▸ Work instructions
When you reach the line that contains "t-shirt. Keep to one point per instance." in the data below, start reproducing lines exactly, and stop after the line that contains "stake. Keep to one point per instance.".

::::

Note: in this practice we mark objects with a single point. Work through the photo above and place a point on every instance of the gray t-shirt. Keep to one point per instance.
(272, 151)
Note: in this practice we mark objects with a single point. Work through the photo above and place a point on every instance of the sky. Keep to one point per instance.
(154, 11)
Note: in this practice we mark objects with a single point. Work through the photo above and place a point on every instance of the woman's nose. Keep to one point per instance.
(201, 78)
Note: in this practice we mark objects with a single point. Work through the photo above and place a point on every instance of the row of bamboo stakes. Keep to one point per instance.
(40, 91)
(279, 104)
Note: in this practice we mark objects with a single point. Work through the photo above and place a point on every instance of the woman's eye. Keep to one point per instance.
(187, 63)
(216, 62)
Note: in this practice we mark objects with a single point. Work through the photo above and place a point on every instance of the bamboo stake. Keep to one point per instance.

::::

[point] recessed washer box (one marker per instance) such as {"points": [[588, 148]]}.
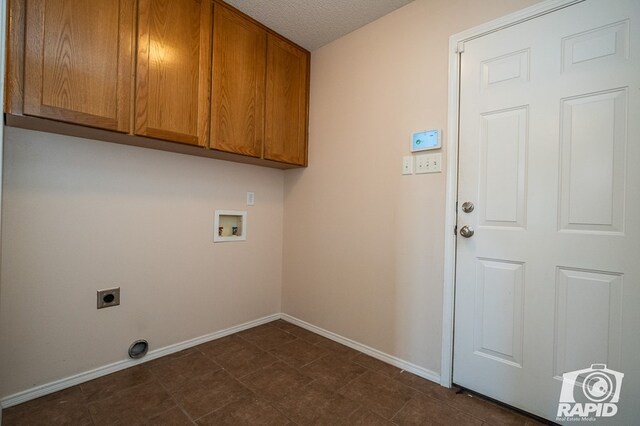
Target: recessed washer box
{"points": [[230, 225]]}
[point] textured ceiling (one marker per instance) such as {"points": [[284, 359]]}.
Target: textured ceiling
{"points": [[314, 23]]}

::::

▸ Task response
Note: in this practice we mark objects with a single point. Work through the photo above and place a point on every instance of the gray t-shirt. Keep to one point per instance.
(272, 151)
Note: in this practice we mark objects with a single point. Work through the photo above and place a point on every instance of the sky. Keep to one point per instance.
(154, 11)
Note: in this practice we mark objects with a single point. Work through the photo above and place a point on every instance of the woman's nose. Keep to one point per instance.
(201, 78)
Note: in this practice we mark objects with a single point. Work through the photo above and place a point on every instance of the row of bamboo stakes. Keep to one point per instance.
(40, 91)
(279, 104)
Note: in this practice we mark objects with a single point. Work through the photo above and place a point on every instance of the woman's eye. Keep to one point per instance.
(187, 63)
(216, 62)
Note: in this practice we mark objects with a single point. Work through the photo above and place a point on every instance of the bamboo stake. Keep to one point per instance.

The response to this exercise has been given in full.